**AIM OF THE TASK:**
Rewrite the lines of the listing from the line with "TARGET = woman's ear" through the end of the listing, swapping "thickest" for "widest" and leaving everything else unchanged.

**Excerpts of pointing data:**
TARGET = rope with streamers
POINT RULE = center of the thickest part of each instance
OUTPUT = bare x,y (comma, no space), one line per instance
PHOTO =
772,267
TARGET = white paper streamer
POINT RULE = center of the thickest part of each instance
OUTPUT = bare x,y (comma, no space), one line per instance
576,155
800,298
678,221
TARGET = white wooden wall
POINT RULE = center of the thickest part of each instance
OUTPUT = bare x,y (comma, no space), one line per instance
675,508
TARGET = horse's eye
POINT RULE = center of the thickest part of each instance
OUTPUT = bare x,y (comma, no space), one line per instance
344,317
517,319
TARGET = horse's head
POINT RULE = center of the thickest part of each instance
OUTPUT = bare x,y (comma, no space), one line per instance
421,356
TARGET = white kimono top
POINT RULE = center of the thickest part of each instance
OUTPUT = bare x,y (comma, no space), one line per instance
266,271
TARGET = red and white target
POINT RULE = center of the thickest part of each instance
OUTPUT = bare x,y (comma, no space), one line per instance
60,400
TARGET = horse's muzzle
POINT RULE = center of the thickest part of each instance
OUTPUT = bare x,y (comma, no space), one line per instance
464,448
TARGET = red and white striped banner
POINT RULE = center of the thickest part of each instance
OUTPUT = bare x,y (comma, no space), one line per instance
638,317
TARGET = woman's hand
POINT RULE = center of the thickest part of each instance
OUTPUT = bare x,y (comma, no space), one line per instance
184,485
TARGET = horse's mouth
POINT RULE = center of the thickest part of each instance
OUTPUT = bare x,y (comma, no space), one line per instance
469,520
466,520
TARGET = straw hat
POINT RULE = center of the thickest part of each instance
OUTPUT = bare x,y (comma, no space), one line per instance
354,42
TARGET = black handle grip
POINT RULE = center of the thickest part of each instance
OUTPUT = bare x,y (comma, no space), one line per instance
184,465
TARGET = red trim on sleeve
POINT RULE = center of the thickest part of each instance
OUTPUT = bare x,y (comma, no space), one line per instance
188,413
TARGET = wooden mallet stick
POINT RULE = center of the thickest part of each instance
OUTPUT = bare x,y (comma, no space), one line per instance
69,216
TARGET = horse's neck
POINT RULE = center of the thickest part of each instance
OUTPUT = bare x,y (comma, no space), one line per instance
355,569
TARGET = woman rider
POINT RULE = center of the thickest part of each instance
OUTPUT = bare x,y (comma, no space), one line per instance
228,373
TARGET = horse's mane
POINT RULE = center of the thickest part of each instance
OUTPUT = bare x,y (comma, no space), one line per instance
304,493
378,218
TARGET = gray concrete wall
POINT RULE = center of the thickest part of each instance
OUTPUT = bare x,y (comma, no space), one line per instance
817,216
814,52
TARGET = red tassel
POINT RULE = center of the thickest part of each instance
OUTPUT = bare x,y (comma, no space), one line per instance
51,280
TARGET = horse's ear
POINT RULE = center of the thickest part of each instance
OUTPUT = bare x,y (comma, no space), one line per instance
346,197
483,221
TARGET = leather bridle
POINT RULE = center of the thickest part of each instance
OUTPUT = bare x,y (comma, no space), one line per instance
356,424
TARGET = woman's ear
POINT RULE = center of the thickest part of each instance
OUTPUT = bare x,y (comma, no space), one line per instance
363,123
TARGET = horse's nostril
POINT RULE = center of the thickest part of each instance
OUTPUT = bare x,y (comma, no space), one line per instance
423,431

**EXERCISE OUTPUT:**
TARGET = woman's ear
POINT RULE = center of the widest part of each instance
OUTPUT = bare x,y (comma, no space), one line per instance
363,123
TARGET = horse's nostril
POINT RULE = center of the widest part of each instance
OUTPUT = bare x,y (comma, no space), one line per instance
423,431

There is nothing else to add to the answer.